### Exercise prompt:
Reproduce every one of the items below word for word.

### Task input:
········
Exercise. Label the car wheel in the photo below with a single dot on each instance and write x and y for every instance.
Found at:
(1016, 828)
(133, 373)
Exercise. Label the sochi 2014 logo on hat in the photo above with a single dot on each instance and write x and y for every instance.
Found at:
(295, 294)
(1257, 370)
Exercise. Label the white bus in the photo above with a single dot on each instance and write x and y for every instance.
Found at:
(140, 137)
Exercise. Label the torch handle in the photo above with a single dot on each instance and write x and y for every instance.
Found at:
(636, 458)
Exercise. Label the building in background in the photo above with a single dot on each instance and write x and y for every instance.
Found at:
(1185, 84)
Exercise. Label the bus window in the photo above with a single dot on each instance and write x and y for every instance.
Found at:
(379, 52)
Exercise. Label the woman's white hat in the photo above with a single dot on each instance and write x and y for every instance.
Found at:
········
### Response:
Exercise. Label the car wheel in the photo below with a single dot on each instance and write x and y for every instance.
Found at:
(1016, 828)
(133, 373)
Exercise. Label the sochi 2014 logo on hat in the photo above with a single dot on each instance and write x and y for every instance.
Found at:
(295, 294)
(1257, 370)
Exercise. Label the white bus in the photo above with a single dot on each instance and write x and y for every instance.
Found at:
(140, 137)
Exercise. Label the torch handle in the photo above with a single dot on each instance and write x and y for every instance.
Found at:
(636, 458)
Exercise. Label the building in background in the photo above with a single dot on each instance and write x and y for every instance.
Found at:
(1185, 84)
Exercise. Label the bus window in the photo above with a single dot on each instance and write x and y for every instance.
Found at:
(379, 52)
Exercise. Label the woman's white hat in the photo above with a single dot on each instance and write x and y for every instance.
Found at:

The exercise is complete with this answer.